## [PROMPT]
Copy all of the material exactly. Pictures are not to appear in the copy.

## [GIVEN DATA]
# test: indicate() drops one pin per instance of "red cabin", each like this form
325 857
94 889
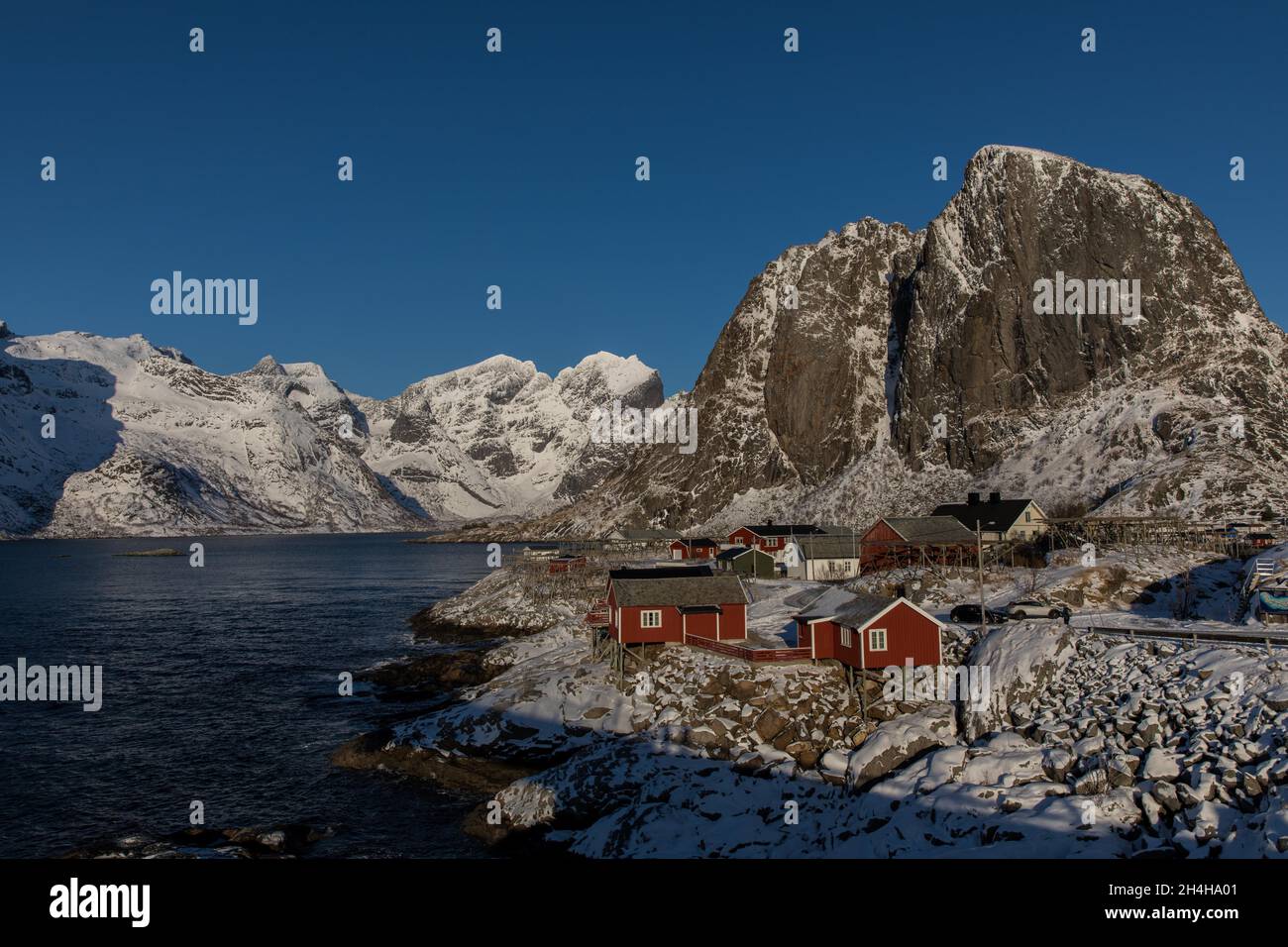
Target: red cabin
563 564
695 549
771 538
649 611
868 631
894 541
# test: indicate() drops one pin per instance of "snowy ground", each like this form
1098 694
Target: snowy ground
1082 746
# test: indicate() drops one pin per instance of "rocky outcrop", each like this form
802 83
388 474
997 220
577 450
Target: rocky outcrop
915 367
1022 660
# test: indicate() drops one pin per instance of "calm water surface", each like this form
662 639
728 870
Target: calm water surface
220 684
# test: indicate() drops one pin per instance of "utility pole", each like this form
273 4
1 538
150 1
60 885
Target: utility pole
983 611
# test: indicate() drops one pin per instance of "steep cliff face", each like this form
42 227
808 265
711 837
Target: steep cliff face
977 351
915 367
795 389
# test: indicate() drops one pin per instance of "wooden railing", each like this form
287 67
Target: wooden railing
745 654
597 613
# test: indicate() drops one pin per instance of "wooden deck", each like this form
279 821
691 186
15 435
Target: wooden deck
752 655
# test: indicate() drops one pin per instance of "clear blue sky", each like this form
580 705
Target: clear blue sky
518 169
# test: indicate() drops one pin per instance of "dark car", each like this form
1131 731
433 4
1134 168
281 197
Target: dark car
1034 608
969 613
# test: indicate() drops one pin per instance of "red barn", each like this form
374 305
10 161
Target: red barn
649 611
894 541
868 630
769 538
562 564
695 549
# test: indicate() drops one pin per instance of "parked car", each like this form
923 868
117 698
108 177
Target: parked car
969 615
1034 608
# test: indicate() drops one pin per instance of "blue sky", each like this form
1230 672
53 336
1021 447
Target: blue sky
518 169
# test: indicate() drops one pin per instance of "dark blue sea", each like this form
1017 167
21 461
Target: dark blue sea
220 684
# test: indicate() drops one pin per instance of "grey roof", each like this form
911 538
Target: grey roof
660 571
820 603
853 609
707 590
995 517
939 528
638 532
831 547
782 530
735 552
863 609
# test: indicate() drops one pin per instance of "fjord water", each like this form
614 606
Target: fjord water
219 684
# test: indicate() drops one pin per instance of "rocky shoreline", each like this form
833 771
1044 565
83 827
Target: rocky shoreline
1083 746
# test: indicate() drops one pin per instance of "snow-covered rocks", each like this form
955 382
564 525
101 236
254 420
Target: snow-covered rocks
897 741
1022 660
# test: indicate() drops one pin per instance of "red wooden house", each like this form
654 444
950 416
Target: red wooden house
649 611
565 564
695 549
771 538
868 630
894 541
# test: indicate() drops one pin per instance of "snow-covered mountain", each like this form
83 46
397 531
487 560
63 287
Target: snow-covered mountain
914 368
877 371
117 436
501 437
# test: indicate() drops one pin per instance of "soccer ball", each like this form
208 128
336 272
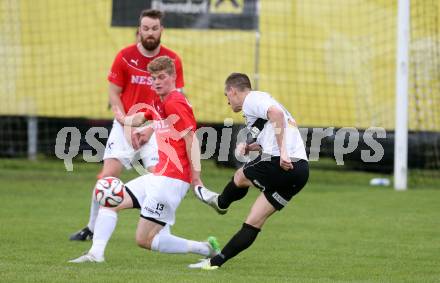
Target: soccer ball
109 191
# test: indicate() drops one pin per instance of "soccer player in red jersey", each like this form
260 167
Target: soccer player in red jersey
159 194
130 86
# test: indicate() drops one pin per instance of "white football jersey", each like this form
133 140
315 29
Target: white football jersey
255 105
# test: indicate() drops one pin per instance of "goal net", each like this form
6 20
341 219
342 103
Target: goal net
331 63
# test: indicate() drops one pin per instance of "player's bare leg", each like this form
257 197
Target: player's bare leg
260 212
105 225
153 236
112 167
235 190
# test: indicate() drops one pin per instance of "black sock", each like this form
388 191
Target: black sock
241 241
231 193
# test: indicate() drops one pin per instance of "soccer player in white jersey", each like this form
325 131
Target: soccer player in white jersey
280 171
159 194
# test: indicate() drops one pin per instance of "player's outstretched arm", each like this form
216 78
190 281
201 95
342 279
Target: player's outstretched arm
193 153
276 117
114 98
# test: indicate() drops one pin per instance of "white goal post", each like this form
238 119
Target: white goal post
402 84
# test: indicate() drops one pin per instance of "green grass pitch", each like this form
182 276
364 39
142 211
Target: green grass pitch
338 229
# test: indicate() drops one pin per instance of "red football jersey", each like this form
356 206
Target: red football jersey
173 118
129 71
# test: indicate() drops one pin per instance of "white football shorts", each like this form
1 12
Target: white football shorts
118 147
158 196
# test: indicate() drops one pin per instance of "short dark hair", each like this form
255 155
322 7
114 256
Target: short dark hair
151 13
239 81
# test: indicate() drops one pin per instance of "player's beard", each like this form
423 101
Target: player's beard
150 43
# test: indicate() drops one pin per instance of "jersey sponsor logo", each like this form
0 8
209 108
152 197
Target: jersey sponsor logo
141 80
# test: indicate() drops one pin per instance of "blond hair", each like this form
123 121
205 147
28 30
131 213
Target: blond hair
162 63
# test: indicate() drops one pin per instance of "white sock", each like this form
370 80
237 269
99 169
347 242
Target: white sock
105 225
94 209
165 242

## [SOLUTION FOR THIS TASK]
# test: indicate() drops one pin per instance of "red cabin", each like this form
325 857
94 889
Target: red cabin
563 564
695 549
771 538
649 611
868 631
894 541
# test: indicate() drops one pin per instance of "snowy ground", each like this form
1098 694
Target: snowy ground
1082 746
# test: indicate() drops one pin per instance of "rocky outcrop", each like this form
802 83
388 474
997 220
577 450
Target: rocky outcrop
915 367
1022 660
# test: indicate() drops one pin per instance of "calm water surface", each like this form
662 639
728 870
Target: calm water surface
220 684
# test: indicate() drops one pin per instance of "utility pole", each like this form
273 4
1 538
150 1
60 885
Target: utility pole
983 611
# test: indicate() drops one pin per instance of "steep cliff face", each like this form
42 227
808 265
711 837
Target: steep cliff face
977 351
915 367
795 389
# test: indicate() drops one pin per instance of "wooden railing", each like this form
287 67
Target: wooden railing
745 654
597 613
# test: indicate() drops one pin per instance of "wooden deck", each like this form
279 821
691 186
15 435
Target: wooden deck
752 655
# test: indicate() drops one pin per instance of "clear blue sky", each like this form
580 705
Target: clear blue sky
518 169
# test: indicate() drops one pin per instance of "dark car", each like this form
1131 731
433 4
1134 168
281 197
Target: dark car
1034 608
969 613
# test: indicate() drops one pin per instance of "red barn", each like this form
374 305
10 161
Target: red barn
649 611
894 541
868 630
769 538
562 564
695 549
# test: indicate() drops one pin per instance of "parked car", each like this form
923 868
117 698
108 177
Target: parked car
969 615
1034 608
# test: indicate() drops one pin per instance of "blue sky", each like this form
1230 672
53 336
1021 447
Target: blue sky
518 169
# test: indicate() drops one pin per instance of "dark blue sea", each like this form
1017 167
21 461
Target: dark blue sea
220 684
# test: indicate() drops one pin per instance of "grey roof", each like this form
911 538
Target: grey roof
660 571
820 603
853 609
707 590
995 517
939 528
638 532
831 547
782 530
735 552
863 609
# test: indicate() drops one pin per instance of "fjord water", each like this form
614 606
Target: fjord water
219 684
# test: indicate() drops one pin per instance of "rocky shoreline", each like this form
833 771
1044 565
83 827
Target: rocky shoreline
1083 746
# test: indicate() drops one pin per instance of "snow-covered rocks", each like this form
955 382
564 525
101 236
254 420
Target: snow-covered rocks
897 741
1022 660
# test: indicate() drops one pin per instance of "red wooden house", each like this form
654 444
950 416
Target: red wooden house
649 611
565 564
695 549
771 538
868 630
894 541
# test: indicate() drops one pin per instance of "snow-covered mountain", each like this form
83 46
397 531
487 560
63 287
Target: snow-covered mountain
914 368
877 371
117 436
501 437
# test: indicate() drops one pin per instance of "soccer ball", each like this form
208 128
336 272
Target: soccer ball
109 191
# test: indicate() drops one pin per instance of "soccer player in red jersey", each like this form
260 167
Target: soccer player in red jersey
159 194
130 86
# test: indicate() drops one pin per instance of "white football jersey", each like this form
133 140
315 29
Target: white football jersey
255 105
# test: indicate() drops one pin per instance of "goal net", each like this form
6 20
341 219
342 103
Target: goal net
331 63
# test: indicate() drops one pin per instance of "player's bare leg", each like this form
257 197
Target: player's bare leg
260 212
105 225
153 236
112 167
235 190
# test: indicate() drops one pin per instance of "black sock", each like this form
388 191
Target: black sock
241 241
231 193
# test: indicate() drops one pin per instance of "soccer player in white jersey", each like this form
325 131
Target: soccer player in white jersey
280 171
159 194
# test: indicate() drops one pin per instance of "player's outstretched arm", each like this form
216 78
190 281
201 95
342 279
Target: player's outstretched arm
193 153
276 117
114 98
# test: indicate() drops one pin per instance of "white goal post", each like this form
238 119
Target: white goal post
402 84
# test: indicate() drops one pin per instance of "green grass pitch", each like this form
182 276
364 39
142 211
Target: green grass pitch
338 229
# test: indicate() drops one pin per instance of "red football jersey", each like this form
356 206
Target: red football jersey
173 118
129 71
# test: indicate() drops one pin per instance of "white football shorts", each like this form
1 12
Target: white football shorts
118 147
158 196
# test: indicate() drops one pin per instance of "short dark hair", each like this form
255 155
322 7
114 256
Target: short dark hair
151 13
239 81
# test: indicate() drops one pin per instance of "player's beard", each like this form
423 101
Target: player's beard
150 43
# test: indicate() drops one pin per instance of "jersey sponsor logo", each like this form
0 8
209 108
152 197
Target: jersey sponsor logo
141 80
# test: indicate() drops one pin per instance of "blond hair", each like this form
123 121
205 147
28 30
131 213
Target: blond hair
162 63
# test: indicate() drops one pin per instance of "white sock", each like this form
370 80
237 269
99 169
347 242
Target: white sock
105 225
94 209
165 242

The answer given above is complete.